# Extract
I am concerned with the information in personal injury cases, for example, of individuals who can be compelled under existing discovery procedures to disclose many things about themselves which they cannot get from the Government. They can be required, for example, to turn over copies of their own income tax returns.

Do you contemplate if this were available to the individual that he might be required to secure it and turn it over to other people?

Mr. ZWICK. Well, that, of course, is one of the risks that is attendant to Mr. Fensterwald's questions. He comes to the Center and asks, “Am I in there?” Before he asks that question, there is only some small probability that there is anything on Mr. Fensterwald in that center. As soon as he has asked it, and we search and conclude indeed there is something on him, already a piece of information is available; namely that in the Data Center there is a set of information on Mr. Fensterwald, and since it will be public, what information is in the Center, we will have given both the fact that he is there, plus what information is in the Center to a third person that might want to invade his privacy. So I do think there is a balance here which I have not thought through.

# Assigned task 1
Repeat word for word everything in the hearing transcript from "Mr. ZWICK. Well, that, of" down to "not thought through.".
# Assigned task 2
According to the hearing transcript, what can individuals in personal injury cases be required to turn over?
The rows that follow were taken from a different source.

Saved entries:
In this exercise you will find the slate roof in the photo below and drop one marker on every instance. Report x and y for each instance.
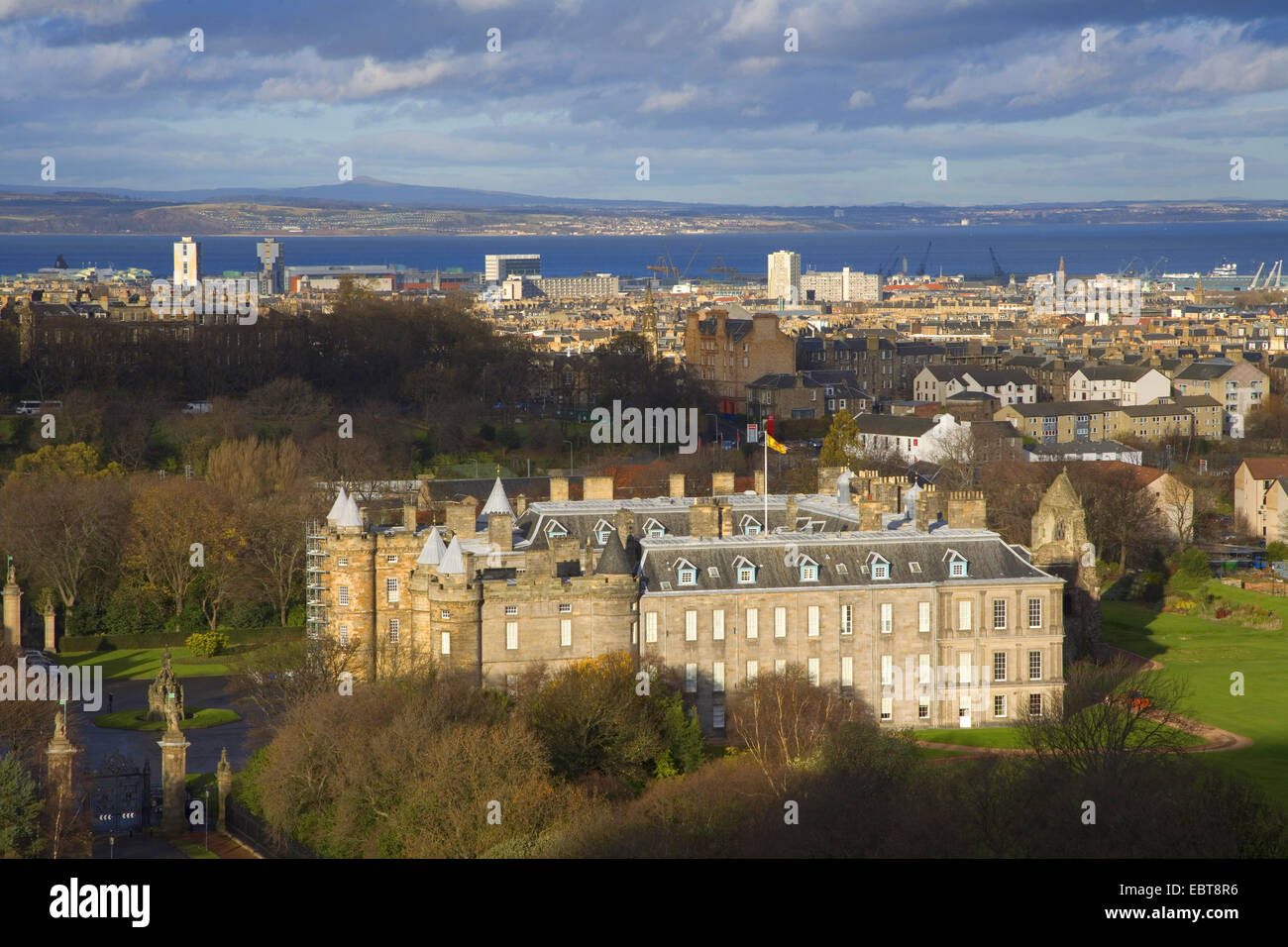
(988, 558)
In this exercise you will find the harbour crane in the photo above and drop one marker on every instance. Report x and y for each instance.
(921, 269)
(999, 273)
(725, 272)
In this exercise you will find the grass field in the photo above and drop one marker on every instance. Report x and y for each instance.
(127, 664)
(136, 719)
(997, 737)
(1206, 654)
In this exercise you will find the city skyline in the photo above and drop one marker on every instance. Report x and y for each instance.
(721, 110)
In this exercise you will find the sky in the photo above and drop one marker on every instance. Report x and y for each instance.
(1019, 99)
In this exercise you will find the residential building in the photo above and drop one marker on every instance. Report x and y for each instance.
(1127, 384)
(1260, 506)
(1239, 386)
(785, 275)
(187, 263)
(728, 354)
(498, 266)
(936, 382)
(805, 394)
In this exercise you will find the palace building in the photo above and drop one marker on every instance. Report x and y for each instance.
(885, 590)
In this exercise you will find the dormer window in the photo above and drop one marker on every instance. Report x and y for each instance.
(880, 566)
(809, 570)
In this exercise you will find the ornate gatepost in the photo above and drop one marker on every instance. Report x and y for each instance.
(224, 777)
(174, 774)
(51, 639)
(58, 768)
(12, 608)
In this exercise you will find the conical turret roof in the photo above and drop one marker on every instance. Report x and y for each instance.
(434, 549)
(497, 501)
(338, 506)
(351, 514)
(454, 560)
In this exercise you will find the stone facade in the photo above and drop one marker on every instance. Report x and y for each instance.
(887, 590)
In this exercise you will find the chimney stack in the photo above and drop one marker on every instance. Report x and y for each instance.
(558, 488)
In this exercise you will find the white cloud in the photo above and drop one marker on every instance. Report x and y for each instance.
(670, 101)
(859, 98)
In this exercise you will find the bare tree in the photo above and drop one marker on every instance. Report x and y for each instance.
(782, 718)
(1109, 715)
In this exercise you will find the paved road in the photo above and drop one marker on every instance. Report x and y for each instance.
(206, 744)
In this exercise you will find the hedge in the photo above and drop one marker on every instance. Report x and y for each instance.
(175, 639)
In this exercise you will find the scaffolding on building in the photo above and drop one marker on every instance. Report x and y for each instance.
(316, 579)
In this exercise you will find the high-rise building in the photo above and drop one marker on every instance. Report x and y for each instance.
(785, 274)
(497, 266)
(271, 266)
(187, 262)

# Expected answer 1
Mr. ZWICK. Well, that, of course, is one of the risks that is attendant to Mr. Fensterwald's questions. He comes to the Center and asks, “Am I in there?” Before he asks that question, there is only some small probability that there is anything on Mr. Fensterwald in that center. As soon as he has asked it, and we search and conclude indeed there is something on him, already a piece of information is available; namely that in the Data Center there is a set of information on Mr. Fensterwald, and since it will be public, what information is in the Center, we will have given both the fact that he is there, plus what information is in the Center to a third person that might want to invade his privacy. So I do think there is a balance here which I have not thought through.

# Expected answer 2
Copies of their own income tax returns.